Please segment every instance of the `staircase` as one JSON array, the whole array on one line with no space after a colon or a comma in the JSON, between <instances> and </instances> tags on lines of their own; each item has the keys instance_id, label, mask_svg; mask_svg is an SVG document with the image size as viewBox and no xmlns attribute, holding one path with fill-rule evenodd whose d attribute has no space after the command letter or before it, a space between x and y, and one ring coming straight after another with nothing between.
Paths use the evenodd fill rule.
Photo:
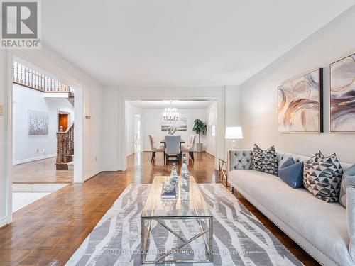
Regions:
<instances>
[{"instance_id":1,"label":"staircase","mask_svg":"<svg viewBox=\"0 0 355 266\"><path fill-rule=\"evenodd\" d=\"M73 169L74 158L74 123L64 132L57 133L58 170Z\"/></svg>"}]
</instances>

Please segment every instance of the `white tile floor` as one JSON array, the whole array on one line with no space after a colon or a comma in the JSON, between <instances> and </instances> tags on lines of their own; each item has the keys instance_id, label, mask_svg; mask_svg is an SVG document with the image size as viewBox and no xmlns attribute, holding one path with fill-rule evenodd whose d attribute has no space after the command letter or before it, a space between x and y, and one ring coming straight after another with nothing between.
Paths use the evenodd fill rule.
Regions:
<instances>
[{"instance_id":1,"label":"white tile floor","mask_svg":"<svg viewBox=\"0 0 355 266\"><path fill-rule=\"evenodd\" d=\"M15 212L19 209L31 204L36 201L45 196L49 192L13 192L12 193L12 209Z\"/></svg>"}]
</instances>

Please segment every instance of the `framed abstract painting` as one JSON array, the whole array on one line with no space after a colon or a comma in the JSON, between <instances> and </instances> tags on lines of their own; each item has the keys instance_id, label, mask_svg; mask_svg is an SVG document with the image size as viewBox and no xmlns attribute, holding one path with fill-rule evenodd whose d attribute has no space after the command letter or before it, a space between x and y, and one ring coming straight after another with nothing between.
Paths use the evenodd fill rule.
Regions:
<instances>
[{"instance_id":1,"label":"framed abstract painting","mask_svg":"<svg viewBox=\"0 0 355 266\"><path fill-rule=\"evenodd\" d=\"M279 132L323 132L322 68L283 82L278 98Z\"/></svg>"},{"instance_id":2,"label":"framed abstract painting","mask_svg":"<svg viewBox=\"0 0 355 266\"><path fill-rule=\"evenodd\" d=\"M28 110L28 135L48 135L49 113Z\"/></svg>"},{"instance_id":3,"label":"framed abstract painting","mask_svg":"<svg viewBox=\"0 0 355 266\"><path fill-rule=\"evenodd\" d=\"M330 64L330 131L355 132L355 54Z\"/></svg>"},{"instance_id":4,"label":"framed abstract painting","mask_svg":"<svg viewBox=\"0 0 355 266\"><path fill-rule=\"evenodd\" d=\"M186 117L179 117L179 119L176 121L167 121L162 119L162 131L168 131L173 126L176 126L177 131L186 131L187 130L187 118Z\"/></svg>"}]
</instances>

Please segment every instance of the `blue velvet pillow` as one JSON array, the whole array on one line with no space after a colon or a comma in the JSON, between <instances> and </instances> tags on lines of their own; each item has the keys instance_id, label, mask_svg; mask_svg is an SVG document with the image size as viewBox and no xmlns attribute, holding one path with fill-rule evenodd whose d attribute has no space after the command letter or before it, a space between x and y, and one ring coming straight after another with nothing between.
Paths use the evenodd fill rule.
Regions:
<instances>
[{"instance_id":1,"label":"blue velvet pillow","mask_svg":"<svg viewBox=\"0 0 355 266\"><path fill-rule=\"evenodd\" d=\"M293 189L303 187L303 162L288 159L280 167L278 176Z\"/></svg>"}]
</instances>

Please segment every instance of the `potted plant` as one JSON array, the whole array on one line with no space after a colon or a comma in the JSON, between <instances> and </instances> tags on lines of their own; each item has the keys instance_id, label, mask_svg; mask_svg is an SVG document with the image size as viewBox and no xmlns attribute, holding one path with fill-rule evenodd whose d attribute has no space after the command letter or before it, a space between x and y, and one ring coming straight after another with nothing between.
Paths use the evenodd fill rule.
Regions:
<instances>
[{"instance_id":1,"label":"potted plant","mask_svg":"<svg viewBox=\"0 0 355 266\"><path fill-rule=\"evenodd\" d=\"M199 135L199 142L198 143L196 144L196 147L197 148L197 153L202 153L202 143L201 143L201 135L200 135L200 133L202 133L203 135L206 135L206 132L207 131L207 125L206 125L206 123L202 122L200 119L196 119L195 121L195 125L194 128L192 128L192 131L196 132L196 134L198 134Z\"/></svg>"},{"instance_id":2,"label":"potted plant","mask_svg":"<svg viewBox=\"0 0 355 266\"><path fill-rule=\"evenodd\" d=\"M169 128L168 133L171 135L174 135L174 133L178 131L178 128L176 126L172 126L171 128Z\"/></svg>"}]
</instances>

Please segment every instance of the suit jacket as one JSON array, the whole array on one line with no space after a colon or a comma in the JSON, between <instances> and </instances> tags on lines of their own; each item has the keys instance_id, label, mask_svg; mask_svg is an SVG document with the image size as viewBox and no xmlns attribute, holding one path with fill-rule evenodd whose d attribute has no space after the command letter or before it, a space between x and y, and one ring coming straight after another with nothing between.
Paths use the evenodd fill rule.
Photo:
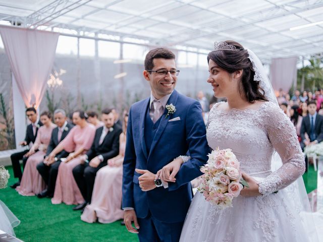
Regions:
<instances>
[{"instance_id":1,"label":"suit jacket","mask_svg":"<svg viewBox=\"0 0 323 242\"><path fill-rule=\"evenodd\" d=\"M129 112L123 162L123 207L134 208L139 218L145 218L150 211L160 221L182 222L192 198L190 182L202 174L200 167L206 162L209 151L201 105L174 90L167 103L172 103L176 111L166 117L168 110L165 108L148 154L144 134L149 100L134 104ZM180 120L169 122L177 117ZM141 174L135 171L135 168L155 174L188 151L191 159L181 166L176 183L169 183L168 189L141 191L138 179Z\"/></svg>"},{"instance_id":2,"label":"suit jacket","mask_svg":"<svg viewBox=\"0 0 323 242\"><path fill-rule=\"evenodd\" d=\"M38 121L37 124L40 126L42 126L42 123L40 122L40 120ZM26 129L26 137L25 137L25 141L27 142L27 145L29 145L30 142L32 142L33 143L35 143L35 140L36 140L36 137L37 136L37 133L38 132L38 127L36 128L36 133L35 135L34 135L34 131L32 129L32 124L30 124L27 126L27 129Z\"/></svg>"},{"instance_id":3,"label":"suit jacket","mask_svg":"<svg viewBox=\"0 0 323 242\"><path fill-rule=\"evenodd\" d=\"M115 125L118 125L120 128L122 128L122 123L120 119L118 119L118 120L115 123Z\"/></svg>"},{"instance_id":4,"label":"suit jacket","mask_svg":"<svg viewBox=\"0 0 323 242\"><path fill-rule=\"evenodd\" d=\"M62 134L62 137L61 137L61 140L60 142L62 141L64 138L66 137L67 134L70 132L70 131L72 129L72 128L74 127L74 125L71 125L71 124L68 123L67 125L66 125L66 127L67 127L67 129L65 128L67 130L64 130ZM60 143L58 139L58 136L59 133L59 127L56 127L55 129L52 130L51 132L51 136L50 137L50 141L49 141L49 144L47 147L47 150L46 151L46 156L48 156L52 150L56 148L56 146L58 145ZM63 150L61 151L60 153L56 155L56 157L58 158L64 158L67 157L69 155L69 152Z\"/></svg>"},{"instance_id":5,"label":"suit jacket","mask_svg":"<svg viewBox=\"0 0 323 242\"><path fill-rule=\"evenodd\" d=\"M316 136L316 140L318 143L323 141L323 116L316 113L316 117L314 124L314 132ZM301 137L302 141L305 140L305 133L306 133L310 136L311 133L311 123L309 120L309 115L307 115L303 118L302 126L301 127ZM314 141L311 140L311 142Z\"/></svg>"},{"instance_id":6,"label":"suit jacket","mask_svg":"<svg viewBox=\"0 0 323 242\"><path fill-rule=\"evenodd\" d=\"M100 137L103 129L103 127L99 127L95 131L94 140L91 148L86 153L89 160L101 155L103 156L102 162L106 162L108 159L117 156L119 153L119 136L122 133L122 129L118 125L114 125L113 131L107 133L100 145Z\"/></svg>"}]
</instances>

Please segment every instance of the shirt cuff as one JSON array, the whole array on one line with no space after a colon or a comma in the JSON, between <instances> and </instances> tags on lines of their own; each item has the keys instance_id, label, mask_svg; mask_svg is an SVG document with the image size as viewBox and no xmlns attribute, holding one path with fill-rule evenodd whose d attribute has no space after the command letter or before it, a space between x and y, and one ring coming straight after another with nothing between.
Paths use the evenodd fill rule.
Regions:
<instances>
[{"instance_id":1,"label":"shirt cuff","mask_svg":"<svg viewBox=\"0 0 323 242\"><path fill-rule=\"evenodd\" d=\"M134 209L134 208L132 207L126 207L125 208L122 208L122 209L123 209L123 211L133 210Z\"/></svg>"},{"instance_id":2,"label":"shirt cuff","mask_svg":"<svg viewBox=\"0 0 323 242\"><path fill-rule=\"evenodd\" d=\"M165 182L162 180L162 184L163 184L163 187L164 187L164 188L168 188L168 183L167 182Z\"/></svg>"}]
</instances>

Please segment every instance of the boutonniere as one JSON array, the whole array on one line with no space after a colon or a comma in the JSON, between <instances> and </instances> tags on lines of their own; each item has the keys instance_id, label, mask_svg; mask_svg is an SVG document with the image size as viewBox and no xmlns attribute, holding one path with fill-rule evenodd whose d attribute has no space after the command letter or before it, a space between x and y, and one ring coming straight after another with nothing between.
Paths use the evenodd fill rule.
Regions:
<instances>
[{"instance_id":1,"label":"boutonniere","mask_svg":"<svg viewBox=\"0 0 323 242\"><path fill-rule=\"evenodd\" d=\"M176 111L176 108L175 106L173 105L173 103L167 105L166 107L168 111L166 117L167 117L169 115L172 114Z\"/></svg>"}]
</instances>

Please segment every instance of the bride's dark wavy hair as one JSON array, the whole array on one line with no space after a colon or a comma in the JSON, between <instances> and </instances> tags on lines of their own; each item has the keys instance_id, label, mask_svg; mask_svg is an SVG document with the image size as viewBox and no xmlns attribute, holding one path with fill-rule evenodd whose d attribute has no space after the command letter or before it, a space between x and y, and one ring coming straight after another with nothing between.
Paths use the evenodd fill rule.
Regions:
<instances>
[{"instance_id":1,"label":"bride's dark wavy hair","mask_svg":"<svg viewBox=\"0 0 323 242\"><path fill-rule=\"evenodd\" d=\"M239 83L239 92L249 102L257 100L268 101L264 91L259 86L259 82L253 80L254 72L252 64L249 59L248 51L237 42L226 40L228 44L234 46L239 51L213 50L207 55L207 63L211 59L223 69L230 74L242 70L242 78Z\"/></svg>"}]
</instances>

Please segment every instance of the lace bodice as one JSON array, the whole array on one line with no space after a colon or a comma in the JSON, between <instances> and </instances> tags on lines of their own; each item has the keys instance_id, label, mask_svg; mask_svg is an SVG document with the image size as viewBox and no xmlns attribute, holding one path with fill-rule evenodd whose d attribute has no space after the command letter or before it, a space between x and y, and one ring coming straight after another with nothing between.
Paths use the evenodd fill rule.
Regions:
<instances>
[{"instance_id":1,"label":"lace bodice","mask_svg":"<svg viewBox=\"0 0 323 242\"><path fill-rule=\"evenodd\" d=\"M223 102L222 102L223 103ZM213 149L230 148L241 169L258 177L259 191L270 194L284 188L304 173L304 157L295 128L279 107L265 102L257 109L225 110L216 104L210 111L206 138ZM275 150L283 165L271 170Z\"/></svg>"}]
</instances>

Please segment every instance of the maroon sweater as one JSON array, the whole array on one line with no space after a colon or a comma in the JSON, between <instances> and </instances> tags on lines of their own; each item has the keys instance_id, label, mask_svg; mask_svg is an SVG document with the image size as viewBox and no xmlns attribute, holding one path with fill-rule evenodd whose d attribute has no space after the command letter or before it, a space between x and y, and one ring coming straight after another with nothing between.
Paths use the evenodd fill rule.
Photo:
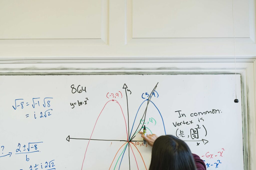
^^^^^^^^^^^^^^^^
• **Instructions for the task**: Begin at the line that contains "Please segment every instance of the lace" and continue through the end of the material, reproducing those lines with "maroon sweater" swapped for "burgundy sweater" and everything else left as is. Omit the pictures.

• **Exercise response**:
Please segment every instance of the lace bodice as one JSON array, the whole array on one line with no space after a colon or a comma in the JSON, between <instances> and </instances> tags on lines of their own; each item has the keys instance_id, label, mask_svg; mask_svg is an SVG document with the image size as viewBox and no xmlns attribute, holding one path with fill-rule evenodd whose d attribute has no space after the command letter or before it, a space between x and y, and one ring coming straight after another with nothing between.
Paths use the evenodd fill rule.
Regions:
<instances>
[{"instance_id":1,"label":"lace bodice","mask_svg":"<svg viewBox=\"0 0 323 242\"><path fill-rule=\"evenodd\" d=\"M223 102L222 102L223 103ZM213 149L230 148L241 169L258 177L259 191L270 194L284 188L304 173L304 157L295 128L279 107L265 102L257 109L225 110L216 104L210 111L206 138ZM275 150L283 165L271 170Z\"/></svg>"}]
</instances>

Please segment every instance of the burgundy sweater as one JSON array, the whole array on one line with no space after a colon or a comma in the JSON, between <instances> and </instances> tags on lines of their own; each item has the keys instance_id, label, mask_svg; mask_svg is an SVG document with the image size as viewBox and no xmlns attribute, holding one path with fill-rule evenodd whose d attribute has no space after the command letter or before it, a space between x and y, and one ring coming straight after another with nothing between.
Paths use the evenodd fill rule.
Photo:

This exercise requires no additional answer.